--- Document extract ---
# New TT Owner



## scmuk (11 mo ago)

Hi Everyone,

Just bought my first Audi yesterday and is going to be delivered on Thursday.

It is a 2014 2.0 TFSI Black Edition Quatro Coupe in Orange









I am very much looking forward to driving it at the weekend, and will post more pics as soon as we have some nice weather.


----------



## Hoggy (May 8, 2002)

Hi scmuk, Welcome to the TTF.
Hoggy.


----------



## YELLOW_TT (Feb 25, 2004)

Welcome 😁


----------



## Molinos (May 19, 2021)

Hi scmuk welcome , nice Looker & bold 😎


----------



## DEVTT2005 (11 mo ago)

Welcome to the TT forum nice colour 👍


----------



## billmil (Jan 27, 2021)

Wow   that will turn a few heads


----------



## BlackTipReefShark (Jun 1, 2016)

quattro, petrol, BE, ticking all the boxes, hope its a DSG, then almost perfect spec


----------



## Big Farma (9 mo ago)

scmuk said:


> Hi Everyone,
> 
> Just bought my first Audi yesterday and is going to be delivered on Thursday.
> 
> ...


Looks awesome !


----------

--- Given exercise ---
Quote the whole forum thread about the new TT owner word for word.

Extracted records:
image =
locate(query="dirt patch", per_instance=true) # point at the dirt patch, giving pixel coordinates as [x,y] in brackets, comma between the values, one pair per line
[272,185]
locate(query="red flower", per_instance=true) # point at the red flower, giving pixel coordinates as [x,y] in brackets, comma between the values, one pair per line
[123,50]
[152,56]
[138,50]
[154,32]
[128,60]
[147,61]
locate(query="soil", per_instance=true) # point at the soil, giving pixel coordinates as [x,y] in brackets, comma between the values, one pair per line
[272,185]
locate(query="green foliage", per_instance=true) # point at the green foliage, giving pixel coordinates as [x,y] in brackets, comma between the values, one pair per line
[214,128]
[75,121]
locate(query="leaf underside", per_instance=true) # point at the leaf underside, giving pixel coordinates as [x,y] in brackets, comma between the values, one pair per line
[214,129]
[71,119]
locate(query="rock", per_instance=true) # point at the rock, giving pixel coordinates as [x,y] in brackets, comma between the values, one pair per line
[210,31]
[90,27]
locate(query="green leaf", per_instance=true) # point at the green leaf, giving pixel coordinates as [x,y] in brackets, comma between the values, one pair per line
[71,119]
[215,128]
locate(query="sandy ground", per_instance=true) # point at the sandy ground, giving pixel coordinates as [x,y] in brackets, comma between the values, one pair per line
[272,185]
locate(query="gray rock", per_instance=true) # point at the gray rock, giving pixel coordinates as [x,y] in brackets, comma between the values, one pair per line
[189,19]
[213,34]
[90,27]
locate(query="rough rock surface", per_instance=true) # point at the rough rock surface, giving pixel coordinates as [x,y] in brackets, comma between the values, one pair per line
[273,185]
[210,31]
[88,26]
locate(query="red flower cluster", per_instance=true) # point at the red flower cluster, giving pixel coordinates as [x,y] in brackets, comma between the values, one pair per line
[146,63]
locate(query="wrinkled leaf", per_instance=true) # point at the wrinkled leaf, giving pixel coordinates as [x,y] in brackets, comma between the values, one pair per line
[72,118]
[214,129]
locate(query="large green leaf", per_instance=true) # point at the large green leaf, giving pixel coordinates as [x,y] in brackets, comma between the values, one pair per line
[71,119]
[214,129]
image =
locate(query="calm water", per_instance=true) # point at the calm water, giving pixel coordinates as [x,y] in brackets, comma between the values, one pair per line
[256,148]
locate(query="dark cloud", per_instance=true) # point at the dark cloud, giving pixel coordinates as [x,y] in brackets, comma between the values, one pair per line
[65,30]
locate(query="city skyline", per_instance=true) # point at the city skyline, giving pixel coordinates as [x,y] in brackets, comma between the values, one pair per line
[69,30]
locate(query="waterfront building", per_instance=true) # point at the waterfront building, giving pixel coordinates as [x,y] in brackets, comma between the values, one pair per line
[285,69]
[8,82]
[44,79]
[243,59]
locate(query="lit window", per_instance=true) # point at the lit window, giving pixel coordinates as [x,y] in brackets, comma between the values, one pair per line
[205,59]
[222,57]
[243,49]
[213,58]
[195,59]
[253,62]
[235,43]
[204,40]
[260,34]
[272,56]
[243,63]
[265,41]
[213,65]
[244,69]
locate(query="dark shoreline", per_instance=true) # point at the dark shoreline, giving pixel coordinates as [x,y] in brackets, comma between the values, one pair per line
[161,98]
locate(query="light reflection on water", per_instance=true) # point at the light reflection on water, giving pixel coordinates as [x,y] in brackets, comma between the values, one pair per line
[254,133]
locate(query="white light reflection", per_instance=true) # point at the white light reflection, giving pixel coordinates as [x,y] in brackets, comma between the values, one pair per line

--- Task solution ---
# New TT Owner



## scmuk (11 mo ago)

Hi Everyone,

Just bought my first Audi yesterday and is going to be delivered on Thursday.

It is a 2014 2.0 TFSI Black Edition Quatro Coupe in Orange









I am very much looking forward to driving it at the weekend, and will post more pics as soon as we have some nice weather.


----------



## Hoggy (May 8, 2002)

Hi scmuk, Welcome to the TTF.
Hoggy.


----------



## YELLOW_TT (Feb 25, 2004)

Welcome 😁


----------



## Molinos (May 19, 2021)

Hi scmuk welcome , nice Looker & bold 😎


----------



## DEVTT2005 (11 mo ago)

Welcome to the TT forum nice colour 👍


----------



## billmil (Jan 27, 2021)

Wow   that will turn a few heads


----------



## BlackTipReefShark (Jun 1, 2016)

quattro, petrol, BE, ticking all the boxes, hope its a DSG, then almost perfect spec


----------



## Big Farma (9 mo ago)

scmuk said:


> Hi Everyone,
> 
> Just bought my first Audi yesterday and is going to be delivered on Thursday.
> 
> ...


Looks awesome !


----------